--- start of Quoted text ---

Boost logo

Ublas :

Subject: Re: [ublas] Status of development /Benchmarks
From: oswin krause (oswin.krause_at_[hidden])
Date: 2013-12-09 12:27:32


Essentially it is optimizing the expression-tree prior to evaluation to
allow for more general algorithms and expressions.

Let's take this example of a function compution A^k*x

vector exponential(matrix_expression<M> const& A,vector_expression<V>
const& x,unsigned int k){
     vector z = x;
     for(int i = 0; i != k; ++i){
         z = prod(matrix,z);
     return z;

And now let's assume we call it like

matrix X(...);//something big
vector x(...);
vector y = exponential(prod(X,trans(X)),c,3); //(XX^T)^3

With current ublas the internal function will produce an error because
there is a nested prod. Even if we fixed prod to return a temporary
this would have a real bad runtime behavior as we carry out the complete
matrix-matrix product of XX^T

How can we fix that?

(i am simplifying as i don't remember the original types)
in the simplest case, prod for vectors would create an optimized tree.

--- end of Quoted text ---

Reproduce verbatim everything in the ublas mailing-list post from "matrix X(...);//something big" down to "an optimized tree.". The records are not required for anything here.

--- start of Entries supplied ---

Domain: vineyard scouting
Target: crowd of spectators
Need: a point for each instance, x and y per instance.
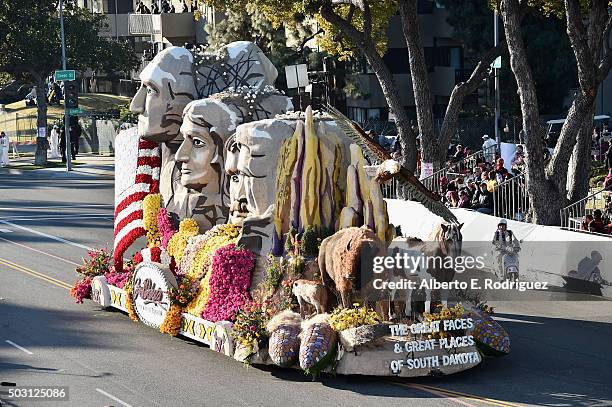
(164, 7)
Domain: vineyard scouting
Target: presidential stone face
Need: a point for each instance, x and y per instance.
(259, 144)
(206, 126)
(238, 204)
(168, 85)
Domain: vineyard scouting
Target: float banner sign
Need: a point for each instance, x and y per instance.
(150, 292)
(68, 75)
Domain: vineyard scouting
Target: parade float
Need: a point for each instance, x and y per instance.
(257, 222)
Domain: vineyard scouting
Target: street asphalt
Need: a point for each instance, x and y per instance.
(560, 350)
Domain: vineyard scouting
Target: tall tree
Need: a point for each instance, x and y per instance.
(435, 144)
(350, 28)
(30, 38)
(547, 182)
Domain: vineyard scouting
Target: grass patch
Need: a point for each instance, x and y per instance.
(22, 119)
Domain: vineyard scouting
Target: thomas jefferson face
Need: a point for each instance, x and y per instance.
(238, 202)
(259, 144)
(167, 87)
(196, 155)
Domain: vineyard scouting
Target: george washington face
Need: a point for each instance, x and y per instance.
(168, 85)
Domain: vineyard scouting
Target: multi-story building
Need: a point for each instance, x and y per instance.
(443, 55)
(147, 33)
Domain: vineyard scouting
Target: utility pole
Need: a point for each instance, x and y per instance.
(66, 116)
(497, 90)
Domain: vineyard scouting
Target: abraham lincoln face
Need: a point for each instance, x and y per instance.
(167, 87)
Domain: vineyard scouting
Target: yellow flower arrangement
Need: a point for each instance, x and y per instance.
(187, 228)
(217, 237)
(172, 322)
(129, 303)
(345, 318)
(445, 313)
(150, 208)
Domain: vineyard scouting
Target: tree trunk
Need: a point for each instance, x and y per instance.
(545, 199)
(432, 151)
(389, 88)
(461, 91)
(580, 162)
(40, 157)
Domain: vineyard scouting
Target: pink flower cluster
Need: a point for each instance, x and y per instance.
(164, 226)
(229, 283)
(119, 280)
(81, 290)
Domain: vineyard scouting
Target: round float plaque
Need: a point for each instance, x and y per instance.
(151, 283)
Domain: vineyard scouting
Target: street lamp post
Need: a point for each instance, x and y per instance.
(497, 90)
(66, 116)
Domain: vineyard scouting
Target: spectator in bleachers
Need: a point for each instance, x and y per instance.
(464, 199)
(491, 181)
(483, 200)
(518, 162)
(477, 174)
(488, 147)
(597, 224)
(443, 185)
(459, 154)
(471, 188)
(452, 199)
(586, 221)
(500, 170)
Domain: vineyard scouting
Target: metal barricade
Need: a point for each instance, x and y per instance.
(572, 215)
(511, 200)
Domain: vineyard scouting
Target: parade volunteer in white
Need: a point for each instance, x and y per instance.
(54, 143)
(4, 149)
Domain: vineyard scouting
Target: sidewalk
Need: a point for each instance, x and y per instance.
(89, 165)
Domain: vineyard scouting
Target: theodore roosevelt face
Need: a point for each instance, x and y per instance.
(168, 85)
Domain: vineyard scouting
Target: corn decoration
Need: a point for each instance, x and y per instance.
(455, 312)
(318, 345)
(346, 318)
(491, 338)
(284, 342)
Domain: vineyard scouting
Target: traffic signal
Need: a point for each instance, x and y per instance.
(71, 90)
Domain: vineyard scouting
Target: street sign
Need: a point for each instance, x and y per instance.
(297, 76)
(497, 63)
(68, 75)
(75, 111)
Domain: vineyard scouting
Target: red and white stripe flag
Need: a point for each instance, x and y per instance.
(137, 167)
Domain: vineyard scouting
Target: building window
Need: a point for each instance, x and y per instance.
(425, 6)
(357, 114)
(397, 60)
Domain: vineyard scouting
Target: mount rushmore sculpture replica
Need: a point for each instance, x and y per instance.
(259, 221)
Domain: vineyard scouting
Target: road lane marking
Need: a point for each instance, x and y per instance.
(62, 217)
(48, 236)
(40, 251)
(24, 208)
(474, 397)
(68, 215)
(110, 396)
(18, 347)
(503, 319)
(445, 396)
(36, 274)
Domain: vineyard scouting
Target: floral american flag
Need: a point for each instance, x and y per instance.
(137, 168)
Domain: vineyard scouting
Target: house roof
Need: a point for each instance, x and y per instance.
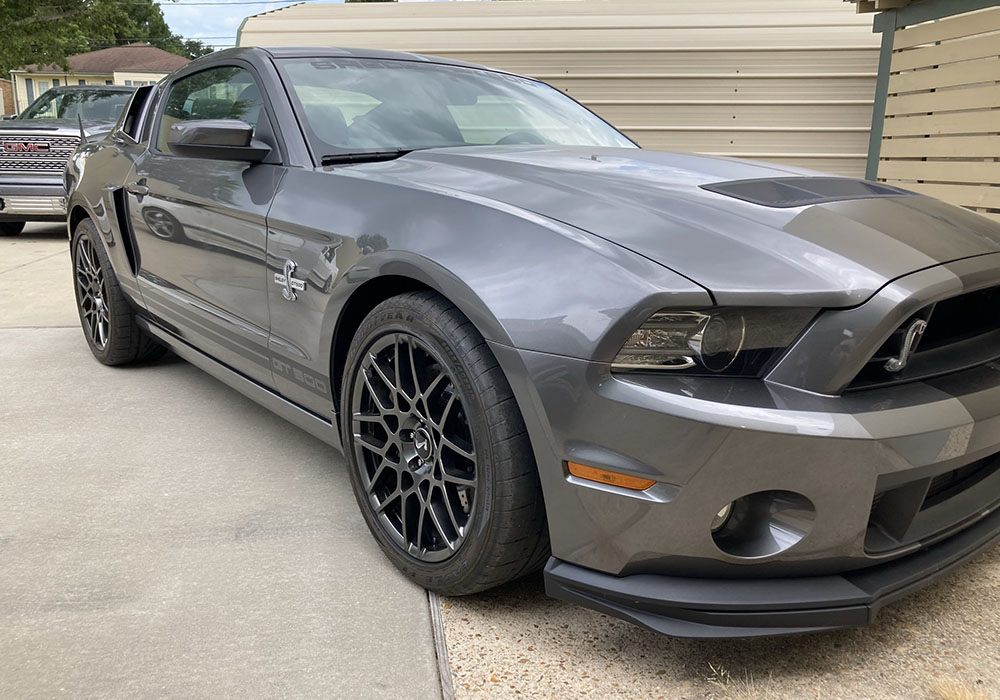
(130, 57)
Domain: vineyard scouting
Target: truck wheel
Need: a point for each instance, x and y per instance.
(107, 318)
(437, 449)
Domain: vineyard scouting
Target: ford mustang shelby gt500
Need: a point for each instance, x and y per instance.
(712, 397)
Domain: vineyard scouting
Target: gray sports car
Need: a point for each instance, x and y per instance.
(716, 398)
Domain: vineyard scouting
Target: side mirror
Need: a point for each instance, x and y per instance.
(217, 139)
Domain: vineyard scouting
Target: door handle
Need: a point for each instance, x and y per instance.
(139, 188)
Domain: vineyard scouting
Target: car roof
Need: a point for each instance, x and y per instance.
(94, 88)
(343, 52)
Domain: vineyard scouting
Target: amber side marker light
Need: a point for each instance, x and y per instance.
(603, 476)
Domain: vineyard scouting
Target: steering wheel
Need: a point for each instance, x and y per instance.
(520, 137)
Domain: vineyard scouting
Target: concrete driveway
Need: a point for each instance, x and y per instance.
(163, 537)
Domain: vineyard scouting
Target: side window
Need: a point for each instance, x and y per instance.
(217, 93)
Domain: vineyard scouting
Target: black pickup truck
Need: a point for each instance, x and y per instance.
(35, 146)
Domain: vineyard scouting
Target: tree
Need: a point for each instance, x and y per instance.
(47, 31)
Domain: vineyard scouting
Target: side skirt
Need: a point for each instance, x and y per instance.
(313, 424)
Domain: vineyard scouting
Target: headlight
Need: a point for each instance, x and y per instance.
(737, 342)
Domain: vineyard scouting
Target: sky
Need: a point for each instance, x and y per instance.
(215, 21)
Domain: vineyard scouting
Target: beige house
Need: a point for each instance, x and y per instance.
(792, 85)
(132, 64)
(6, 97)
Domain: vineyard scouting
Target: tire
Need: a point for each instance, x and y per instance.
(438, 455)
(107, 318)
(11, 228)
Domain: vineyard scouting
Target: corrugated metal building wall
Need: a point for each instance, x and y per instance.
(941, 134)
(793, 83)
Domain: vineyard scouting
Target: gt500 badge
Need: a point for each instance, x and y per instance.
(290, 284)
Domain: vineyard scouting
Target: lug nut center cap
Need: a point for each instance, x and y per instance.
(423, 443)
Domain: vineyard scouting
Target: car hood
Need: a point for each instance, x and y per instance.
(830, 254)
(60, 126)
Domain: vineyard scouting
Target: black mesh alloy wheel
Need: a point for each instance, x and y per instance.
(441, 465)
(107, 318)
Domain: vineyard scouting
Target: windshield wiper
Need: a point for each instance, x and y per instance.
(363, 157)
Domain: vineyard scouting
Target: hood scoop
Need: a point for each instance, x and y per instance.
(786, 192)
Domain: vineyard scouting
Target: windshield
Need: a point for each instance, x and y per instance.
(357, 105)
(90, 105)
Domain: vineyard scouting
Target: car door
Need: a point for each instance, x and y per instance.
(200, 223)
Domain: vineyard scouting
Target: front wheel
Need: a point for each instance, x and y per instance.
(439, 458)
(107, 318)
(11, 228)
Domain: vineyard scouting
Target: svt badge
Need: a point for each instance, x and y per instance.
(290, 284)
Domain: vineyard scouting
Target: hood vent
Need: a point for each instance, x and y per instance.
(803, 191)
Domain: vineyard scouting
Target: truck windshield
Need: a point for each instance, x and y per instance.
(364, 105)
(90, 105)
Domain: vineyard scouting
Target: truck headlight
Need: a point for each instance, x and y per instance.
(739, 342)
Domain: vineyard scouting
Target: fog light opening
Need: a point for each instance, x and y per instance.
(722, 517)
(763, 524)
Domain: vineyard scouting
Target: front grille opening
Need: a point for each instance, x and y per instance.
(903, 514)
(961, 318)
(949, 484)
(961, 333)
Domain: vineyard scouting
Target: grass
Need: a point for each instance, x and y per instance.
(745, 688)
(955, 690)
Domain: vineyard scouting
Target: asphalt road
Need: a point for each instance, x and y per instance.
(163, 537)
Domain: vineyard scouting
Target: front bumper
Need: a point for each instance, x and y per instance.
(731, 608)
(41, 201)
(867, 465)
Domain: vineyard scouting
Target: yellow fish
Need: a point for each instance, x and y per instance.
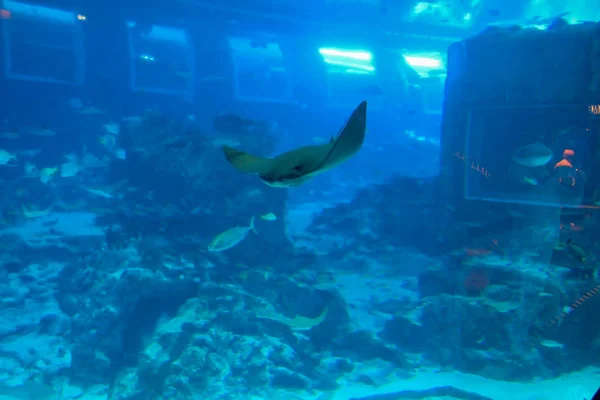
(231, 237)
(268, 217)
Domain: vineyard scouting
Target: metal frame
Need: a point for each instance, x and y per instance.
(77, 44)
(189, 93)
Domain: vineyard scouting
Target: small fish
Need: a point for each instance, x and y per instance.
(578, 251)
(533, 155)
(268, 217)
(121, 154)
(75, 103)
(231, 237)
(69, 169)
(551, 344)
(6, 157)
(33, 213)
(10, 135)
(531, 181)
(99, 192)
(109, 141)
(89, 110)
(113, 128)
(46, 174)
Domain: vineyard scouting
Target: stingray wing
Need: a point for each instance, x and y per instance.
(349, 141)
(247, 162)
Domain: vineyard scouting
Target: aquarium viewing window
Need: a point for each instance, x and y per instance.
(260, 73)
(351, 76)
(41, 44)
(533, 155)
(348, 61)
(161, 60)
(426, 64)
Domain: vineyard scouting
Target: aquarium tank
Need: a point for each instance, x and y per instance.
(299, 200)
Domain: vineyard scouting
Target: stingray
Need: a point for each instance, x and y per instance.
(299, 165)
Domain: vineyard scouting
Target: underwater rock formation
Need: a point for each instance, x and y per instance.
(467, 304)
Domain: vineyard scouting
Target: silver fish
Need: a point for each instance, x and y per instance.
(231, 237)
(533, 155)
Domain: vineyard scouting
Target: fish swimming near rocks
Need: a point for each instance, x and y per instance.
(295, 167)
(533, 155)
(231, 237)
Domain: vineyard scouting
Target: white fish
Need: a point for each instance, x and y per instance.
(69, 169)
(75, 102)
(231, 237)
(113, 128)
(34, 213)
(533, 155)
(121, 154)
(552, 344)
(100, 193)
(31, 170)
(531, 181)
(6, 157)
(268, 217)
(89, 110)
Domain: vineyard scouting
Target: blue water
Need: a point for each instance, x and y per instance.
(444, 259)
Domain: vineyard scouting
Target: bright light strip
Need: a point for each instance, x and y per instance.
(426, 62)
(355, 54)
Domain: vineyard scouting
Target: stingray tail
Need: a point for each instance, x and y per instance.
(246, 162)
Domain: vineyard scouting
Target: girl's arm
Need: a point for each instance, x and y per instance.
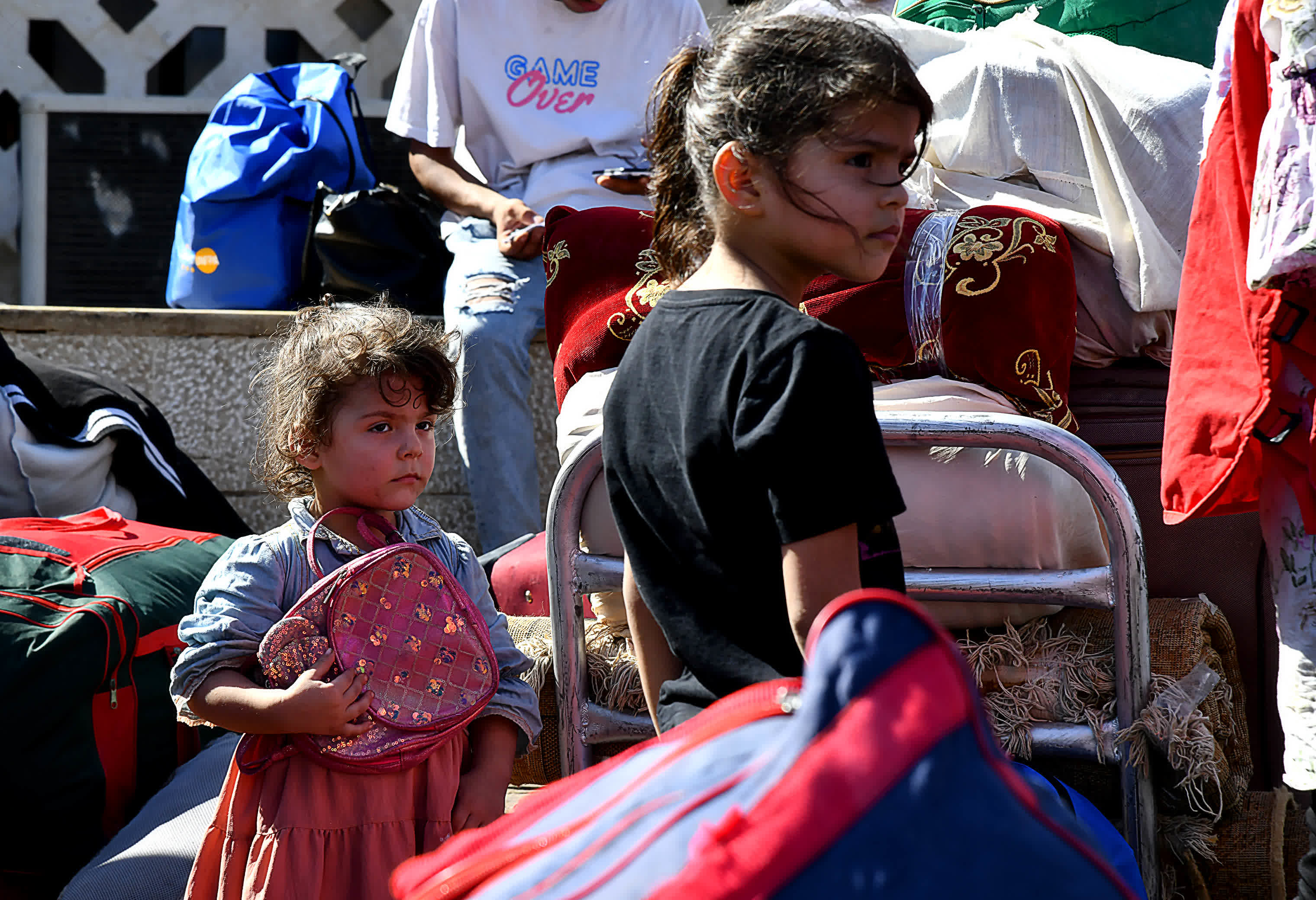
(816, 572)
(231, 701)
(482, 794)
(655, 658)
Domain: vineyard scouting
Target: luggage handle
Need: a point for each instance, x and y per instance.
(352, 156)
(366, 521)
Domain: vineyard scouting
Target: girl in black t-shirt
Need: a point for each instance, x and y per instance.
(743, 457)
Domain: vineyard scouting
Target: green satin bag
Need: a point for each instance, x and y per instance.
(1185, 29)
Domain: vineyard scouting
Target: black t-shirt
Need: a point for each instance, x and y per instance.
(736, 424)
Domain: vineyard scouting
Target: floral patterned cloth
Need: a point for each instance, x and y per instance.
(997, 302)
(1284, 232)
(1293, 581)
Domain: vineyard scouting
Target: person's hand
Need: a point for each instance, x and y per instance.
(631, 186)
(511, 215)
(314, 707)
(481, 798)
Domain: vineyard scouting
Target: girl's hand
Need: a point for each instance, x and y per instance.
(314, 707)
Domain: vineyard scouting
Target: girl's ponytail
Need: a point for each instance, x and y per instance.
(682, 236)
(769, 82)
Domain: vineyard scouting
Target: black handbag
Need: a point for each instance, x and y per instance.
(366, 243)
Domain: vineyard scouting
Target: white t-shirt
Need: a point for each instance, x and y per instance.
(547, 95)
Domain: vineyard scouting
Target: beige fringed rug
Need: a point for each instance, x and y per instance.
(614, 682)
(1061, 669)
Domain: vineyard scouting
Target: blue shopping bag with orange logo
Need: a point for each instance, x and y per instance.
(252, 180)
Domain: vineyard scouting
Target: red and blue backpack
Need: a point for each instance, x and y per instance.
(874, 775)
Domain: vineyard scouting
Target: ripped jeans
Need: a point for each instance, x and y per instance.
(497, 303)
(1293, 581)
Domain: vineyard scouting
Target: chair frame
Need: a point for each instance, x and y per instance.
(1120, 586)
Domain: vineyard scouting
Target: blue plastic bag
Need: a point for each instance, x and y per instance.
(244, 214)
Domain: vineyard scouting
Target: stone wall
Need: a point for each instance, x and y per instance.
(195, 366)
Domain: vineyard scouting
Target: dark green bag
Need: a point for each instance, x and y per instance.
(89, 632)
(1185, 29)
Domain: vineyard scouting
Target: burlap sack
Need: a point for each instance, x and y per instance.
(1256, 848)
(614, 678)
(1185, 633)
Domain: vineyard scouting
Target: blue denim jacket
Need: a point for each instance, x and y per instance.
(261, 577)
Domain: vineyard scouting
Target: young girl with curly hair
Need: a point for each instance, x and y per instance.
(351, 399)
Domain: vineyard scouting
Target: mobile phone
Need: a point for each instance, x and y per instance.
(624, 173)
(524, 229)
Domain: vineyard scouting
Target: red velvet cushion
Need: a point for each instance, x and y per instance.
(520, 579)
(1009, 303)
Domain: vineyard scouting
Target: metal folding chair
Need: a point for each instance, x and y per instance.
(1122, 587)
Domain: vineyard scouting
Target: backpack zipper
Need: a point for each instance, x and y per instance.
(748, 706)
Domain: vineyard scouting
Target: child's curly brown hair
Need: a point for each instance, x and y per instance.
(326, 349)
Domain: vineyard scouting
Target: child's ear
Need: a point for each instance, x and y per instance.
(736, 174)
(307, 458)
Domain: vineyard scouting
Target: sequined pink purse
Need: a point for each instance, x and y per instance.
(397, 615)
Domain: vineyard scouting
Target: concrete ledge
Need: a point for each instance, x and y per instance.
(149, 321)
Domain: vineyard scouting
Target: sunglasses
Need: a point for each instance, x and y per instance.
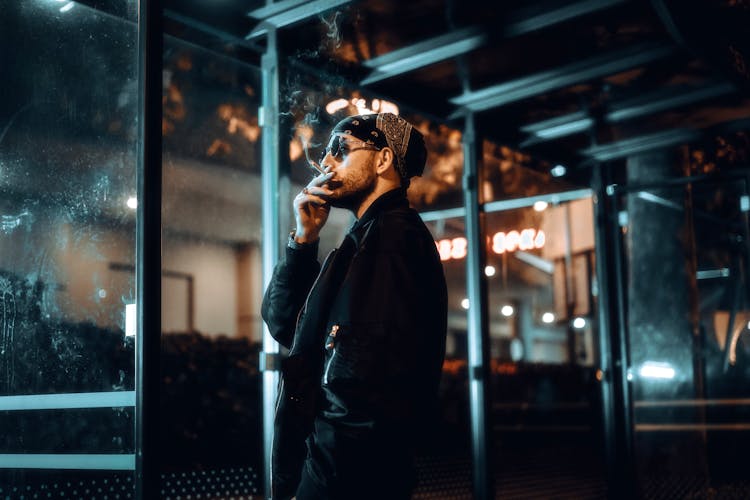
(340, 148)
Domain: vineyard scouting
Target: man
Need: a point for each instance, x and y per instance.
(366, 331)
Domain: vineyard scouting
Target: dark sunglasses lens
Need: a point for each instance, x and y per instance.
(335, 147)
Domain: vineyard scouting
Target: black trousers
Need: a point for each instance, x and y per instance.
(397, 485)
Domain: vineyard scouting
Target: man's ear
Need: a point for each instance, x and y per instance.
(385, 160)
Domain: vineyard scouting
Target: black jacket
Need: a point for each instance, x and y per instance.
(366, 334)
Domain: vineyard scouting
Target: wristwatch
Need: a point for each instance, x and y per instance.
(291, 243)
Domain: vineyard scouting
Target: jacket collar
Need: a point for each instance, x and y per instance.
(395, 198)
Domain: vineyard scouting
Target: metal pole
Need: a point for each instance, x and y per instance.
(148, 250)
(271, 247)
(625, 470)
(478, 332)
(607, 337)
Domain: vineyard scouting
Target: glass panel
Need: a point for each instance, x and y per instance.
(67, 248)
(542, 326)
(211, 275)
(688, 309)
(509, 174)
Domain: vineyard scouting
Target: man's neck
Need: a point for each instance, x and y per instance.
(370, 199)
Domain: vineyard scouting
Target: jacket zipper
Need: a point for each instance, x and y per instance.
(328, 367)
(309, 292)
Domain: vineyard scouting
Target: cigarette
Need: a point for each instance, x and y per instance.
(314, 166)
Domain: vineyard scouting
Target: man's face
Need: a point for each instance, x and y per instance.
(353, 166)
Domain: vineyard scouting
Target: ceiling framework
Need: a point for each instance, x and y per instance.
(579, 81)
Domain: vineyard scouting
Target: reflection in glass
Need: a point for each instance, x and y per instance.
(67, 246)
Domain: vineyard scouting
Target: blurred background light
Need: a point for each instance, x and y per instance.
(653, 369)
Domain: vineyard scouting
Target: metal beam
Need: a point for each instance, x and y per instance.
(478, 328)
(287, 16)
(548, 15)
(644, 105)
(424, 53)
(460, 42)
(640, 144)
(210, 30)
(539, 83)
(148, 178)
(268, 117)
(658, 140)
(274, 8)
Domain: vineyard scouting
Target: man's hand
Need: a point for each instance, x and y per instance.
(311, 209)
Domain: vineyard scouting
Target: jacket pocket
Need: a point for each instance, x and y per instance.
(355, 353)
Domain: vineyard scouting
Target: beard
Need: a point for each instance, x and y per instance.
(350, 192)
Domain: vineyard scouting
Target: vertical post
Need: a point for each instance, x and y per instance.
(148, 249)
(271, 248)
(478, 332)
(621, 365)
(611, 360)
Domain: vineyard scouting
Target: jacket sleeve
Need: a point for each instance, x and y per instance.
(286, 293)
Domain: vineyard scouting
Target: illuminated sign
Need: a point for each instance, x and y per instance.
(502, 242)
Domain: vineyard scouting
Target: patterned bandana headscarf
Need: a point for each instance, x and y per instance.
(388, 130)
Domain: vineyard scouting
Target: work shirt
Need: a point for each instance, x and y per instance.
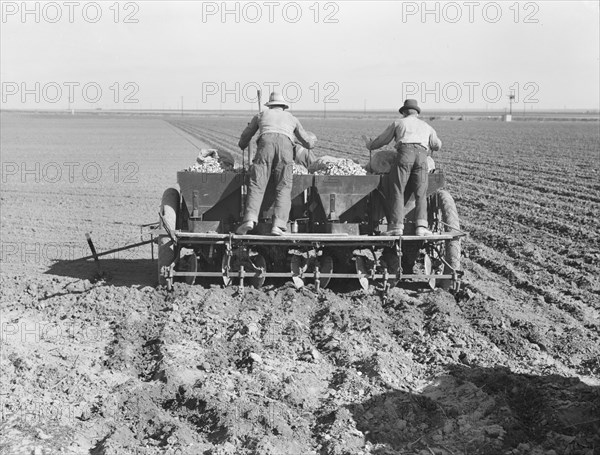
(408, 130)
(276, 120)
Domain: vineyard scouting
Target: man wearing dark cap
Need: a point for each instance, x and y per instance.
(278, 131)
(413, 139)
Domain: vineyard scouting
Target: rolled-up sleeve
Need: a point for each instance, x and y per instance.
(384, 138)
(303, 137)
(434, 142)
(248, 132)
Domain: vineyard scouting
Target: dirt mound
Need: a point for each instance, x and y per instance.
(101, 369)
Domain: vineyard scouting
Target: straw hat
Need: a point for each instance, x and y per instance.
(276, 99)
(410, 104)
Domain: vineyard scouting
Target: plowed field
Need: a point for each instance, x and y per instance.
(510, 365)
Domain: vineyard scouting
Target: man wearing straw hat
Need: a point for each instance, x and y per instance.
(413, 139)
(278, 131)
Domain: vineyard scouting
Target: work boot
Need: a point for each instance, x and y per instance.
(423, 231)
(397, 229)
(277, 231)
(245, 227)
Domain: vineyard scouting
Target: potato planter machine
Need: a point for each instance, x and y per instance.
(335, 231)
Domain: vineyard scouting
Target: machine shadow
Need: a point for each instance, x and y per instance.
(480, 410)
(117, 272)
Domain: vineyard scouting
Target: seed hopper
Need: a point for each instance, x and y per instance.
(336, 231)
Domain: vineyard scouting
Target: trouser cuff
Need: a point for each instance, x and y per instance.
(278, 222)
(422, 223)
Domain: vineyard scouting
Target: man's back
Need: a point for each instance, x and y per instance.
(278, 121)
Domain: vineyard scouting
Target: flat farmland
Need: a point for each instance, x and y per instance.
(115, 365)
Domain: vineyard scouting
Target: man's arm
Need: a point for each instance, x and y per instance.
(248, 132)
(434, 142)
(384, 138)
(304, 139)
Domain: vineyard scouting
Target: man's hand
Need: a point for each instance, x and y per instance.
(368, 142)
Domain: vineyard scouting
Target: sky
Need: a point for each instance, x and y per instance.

--- end of Entries supplied ---

* [Output below]:
matrix X(...);//something big
vector x(...);
vector y = exponential(prod(X,trans(X)),c,3); //(XX^T)^3

With current ublas the internal function will produce an error because
there is a nested prod. Even if we fixed prod to return a temporary
this would have a real bad runtime behavior as we carry out the complete
matrix-matrix product of XX^T

How can we fix that?

(i am simplifying as i don't remember the original types)
in the simplest case, prod for vectors would create an optimized tree.